§ Source passage:
_ _ _ _

Copyright by Gary Lee Pullman

With study and consideration (and asking the right questions), pictures often prompt stories (and vice versa).

The surrealist Rene Magritte found an affinity between poetry and painting, while Lawrence Block, who edited In Sunlight and in Shadow and Alive in Shape and Color, in which writers take their creative cues from famous painters, showed that the reverse is also true: writers can be inspired by the visual arts as well.

The latter point of view is the basis of this writing tip.

By its own count, pixabay.com offers 2.4 million free images. Authors help themselves frequently to the generosity of the website’s contributors. (Payment for the use of the photographs and illustrations is optional).

I have used many of them myself, always gratefully, but without any “payment” other than a thanks and an attribution, with a link, as a caption to the photo or drawing.

There’s another use for pixabay’s huge gallery of free images, too, though, which struck me just today.

A picture, we all know, is worth a 1,000 words. Ergo, a picture ought to be good for a story of that length or greater. That’s right! pixabay is a perfect treasure trove of story suggestions or, as writers are wont to say, story prompts.

We all have our own way of getting from idea (or, in this case, image) to story. I thought I’d share mine — or one of them, anyway, using an image or two from pixabay to demonstrate my approach. What works for me may work for you.

_ _ _ _

Entries drawn from a collection:
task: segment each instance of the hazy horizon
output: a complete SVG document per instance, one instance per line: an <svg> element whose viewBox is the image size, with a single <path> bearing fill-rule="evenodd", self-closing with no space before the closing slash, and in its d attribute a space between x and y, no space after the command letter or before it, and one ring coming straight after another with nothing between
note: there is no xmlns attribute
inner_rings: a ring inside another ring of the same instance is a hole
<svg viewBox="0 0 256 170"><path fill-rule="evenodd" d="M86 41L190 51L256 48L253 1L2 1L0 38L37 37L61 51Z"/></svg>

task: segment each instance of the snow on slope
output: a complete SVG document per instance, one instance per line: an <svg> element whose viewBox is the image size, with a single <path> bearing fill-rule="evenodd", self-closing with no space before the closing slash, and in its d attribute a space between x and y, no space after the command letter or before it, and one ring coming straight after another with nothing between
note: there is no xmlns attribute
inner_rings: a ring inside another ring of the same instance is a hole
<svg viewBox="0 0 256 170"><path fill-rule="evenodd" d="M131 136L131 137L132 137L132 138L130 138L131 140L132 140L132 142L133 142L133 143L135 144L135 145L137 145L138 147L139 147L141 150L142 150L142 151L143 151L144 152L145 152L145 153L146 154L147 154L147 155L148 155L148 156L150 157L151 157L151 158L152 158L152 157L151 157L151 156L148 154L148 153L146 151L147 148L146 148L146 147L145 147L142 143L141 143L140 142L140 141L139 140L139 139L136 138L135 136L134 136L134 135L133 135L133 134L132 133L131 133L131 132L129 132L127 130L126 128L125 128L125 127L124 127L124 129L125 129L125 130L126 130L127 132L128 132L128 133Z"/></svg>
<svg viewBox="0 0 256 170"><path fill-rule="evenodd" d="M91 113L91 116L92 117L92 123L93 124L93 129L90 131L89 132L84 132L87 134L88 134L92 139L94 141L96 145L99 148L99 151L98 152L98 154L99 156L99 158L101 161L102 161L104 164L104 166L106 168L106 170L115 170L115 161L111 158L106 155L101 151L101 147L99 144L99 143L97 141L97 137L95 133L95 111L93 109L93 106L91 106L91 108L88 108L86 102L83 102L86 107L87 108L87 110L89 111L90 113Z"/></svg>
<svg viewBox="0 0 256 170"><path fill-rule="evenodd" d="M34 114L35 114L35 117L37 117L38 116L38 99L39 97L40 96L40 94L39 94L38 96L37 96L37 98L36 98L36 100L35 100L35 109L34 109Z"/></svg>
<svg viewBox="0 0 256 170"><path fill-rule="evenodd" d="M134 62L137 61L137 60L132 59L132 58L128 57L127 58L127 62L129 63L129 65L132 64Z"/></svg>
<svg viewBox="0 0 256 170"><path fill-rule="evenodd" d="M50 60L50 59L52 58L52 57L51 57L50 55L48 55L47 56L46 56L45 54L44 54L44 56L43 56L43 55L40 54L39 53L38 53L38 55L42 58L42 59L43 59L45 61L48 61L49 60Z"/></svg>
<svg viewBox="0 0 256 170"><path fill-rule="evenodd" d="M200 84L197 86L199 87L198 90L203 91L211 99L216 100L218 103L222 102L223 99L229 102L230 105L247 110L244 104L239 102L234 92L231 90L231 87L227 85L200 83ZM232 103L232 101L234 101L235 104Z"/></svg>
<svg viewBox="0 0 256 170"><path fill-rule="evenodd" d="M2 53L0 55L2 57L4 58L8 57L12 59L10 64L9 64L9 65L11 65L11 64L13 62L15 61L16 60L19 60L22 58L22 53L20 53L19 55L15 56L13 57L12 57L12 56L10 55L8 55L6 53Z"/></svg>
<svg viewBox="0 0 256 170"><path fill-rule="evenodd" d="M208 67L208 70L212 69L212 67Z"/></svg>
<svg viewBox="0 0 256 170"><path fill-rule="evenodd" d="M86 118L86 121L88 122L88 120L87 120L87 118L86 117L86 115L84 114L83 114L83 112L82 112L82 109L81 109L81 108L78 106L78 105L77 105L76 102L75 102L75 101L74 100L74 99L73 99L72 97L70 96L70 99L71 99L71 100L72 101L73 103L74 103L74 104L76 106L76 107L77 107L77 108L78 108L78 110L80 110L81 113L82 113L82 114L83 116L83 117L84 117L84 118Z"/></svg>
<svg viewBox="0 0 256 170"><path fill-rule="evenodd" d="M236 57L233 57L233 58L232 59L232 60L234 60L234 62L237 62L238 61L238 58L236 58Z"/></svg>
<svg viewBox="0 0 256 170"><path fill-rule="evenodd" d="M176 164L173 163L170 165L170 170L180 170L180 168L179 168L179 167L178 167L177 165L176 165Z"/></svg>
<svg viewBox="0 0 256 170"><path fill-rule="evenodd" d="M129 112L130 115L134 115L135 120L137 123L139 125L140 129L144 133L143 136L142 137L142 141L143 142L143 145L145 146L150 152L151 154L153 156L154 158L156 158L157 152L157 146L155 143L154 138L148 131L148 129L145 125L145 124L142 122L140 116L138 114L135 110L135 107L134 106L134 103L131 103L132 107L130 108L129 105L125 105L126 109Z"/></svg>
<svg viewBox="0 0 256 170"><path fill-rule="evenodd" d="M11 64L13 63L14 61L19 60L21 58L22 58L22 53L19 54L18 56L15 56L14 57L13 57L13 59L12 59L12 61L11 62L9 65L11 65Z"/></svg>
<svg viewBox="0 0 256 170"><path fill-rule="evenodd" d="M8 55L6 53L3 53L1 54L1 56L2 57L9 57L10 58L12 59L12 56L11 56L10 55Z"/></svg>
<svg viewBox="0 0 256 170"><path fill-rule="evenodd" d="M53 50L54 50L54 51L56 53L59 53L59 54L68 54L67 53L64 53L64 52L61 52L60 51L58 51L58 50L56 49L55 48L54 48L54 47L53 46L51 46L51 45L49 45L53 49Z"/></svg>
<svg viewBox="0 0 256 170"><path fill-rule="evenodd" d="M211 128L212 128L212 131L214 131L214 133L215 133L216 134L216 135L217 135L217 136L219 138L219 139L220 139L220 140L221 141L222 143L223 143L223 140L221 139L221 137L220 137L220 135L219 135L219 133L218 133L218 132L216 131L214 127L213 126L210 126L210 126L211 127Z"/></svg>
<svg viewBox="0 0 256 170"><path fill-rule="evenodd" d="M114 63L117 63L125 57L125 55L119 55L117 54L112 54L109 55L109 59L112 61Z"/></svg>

_ _ _ _

§ Work instructions:
(a) Reproduce the writing-tip passage word for word, starting at "By its own count, pixabay.com" and ending at "illustrations is optional).".
(b) In the writing-tip passage, how many free images does pixabay.com offer by its own count?
The records aren't needed for any of this work.

§ Problem solutions:
(a)
By its own count, pixabay.com offers 2.4 million free images. Authors help themselves frequently to the generosity of the website’s contributors. (Payment for the use of the photographs and illustrations is optional).

(b) 2.4 million